■ Instrucciones a seguir ■
Reproduce sin cambios el pasaje del texto sobre el ahorro energético que va desde "Sangre, sudor, lágrimas" hasta "orejas al lobo.", ambos incluidos.

■ Texto proporcionado ■
►

Sangre, sudor, lágrimas y cubitos de hielo

Que la guerra iniciada por Putin nos iba a hacer sufrir era algo que intuíamos incluso antes de constatar que la cruel invasión de Ucrania por al autócrata ruso iba a ser mucho más duradera de lo previsto. No pocos dirigentes políticos advirtieron de que había que desempolvar la clásica frase de Churchill, ‘sangre, esfuerzo, sudor y lágrimas’, aunque lo cierto es que ninguno de los cuatro elementos ha estado demasiado presente en las preocupaciones cotidianas de Europa hasta que hemos visto las orejas al lobo.
 

Y entonces se ha desatado una fiebre de ahorro energético que está provocando polémicas en muchos países sobre cómo hacer efectivo ese ahorro. Y aquí, el tema ha desembocado en el desdichado decreto del Gobierno español sobre cómo ahorrar, y las desdichadas reacciones que está produciendo. Hemos pasado, en tres semanas, del altanero ‘aquí no tenemos por qué cumplir las restricciones que dice Europa, porque hemos hecho los deberes’, al apagón de los escaparates y al tope en las calefacciones.

◄

■ Extracto de datos ■
►

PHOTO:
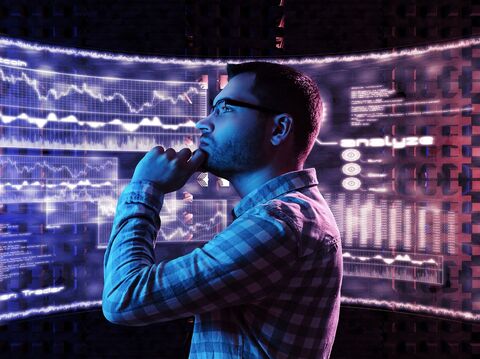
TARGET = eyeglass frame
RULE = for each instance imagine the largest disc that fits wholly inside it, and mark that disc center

◄

■ Resultado del ejercicio ■
Sangre, sudor, lágrimas y cubitos de hielo

Que la guerra iniciada por Putin nos iba a hacer sufrir era algo que intuíamos incluso antes de constatar que la cruel invasión de Ucrania por al autócrata ruso iba a ser mucho más duradera de lo previsto. No pocos dirigentes políticos advirtieron de que había que desempolvar la clásica frase de Churchill, ‘sangre, esfuerzo, sudor y lágrimas’, aunque lo cierto es que ninguno de los cuatro elementos ha estado demasiado presente en las preocupaciones cotidianas de Europa hasta que hemos visto las orejas al lobo.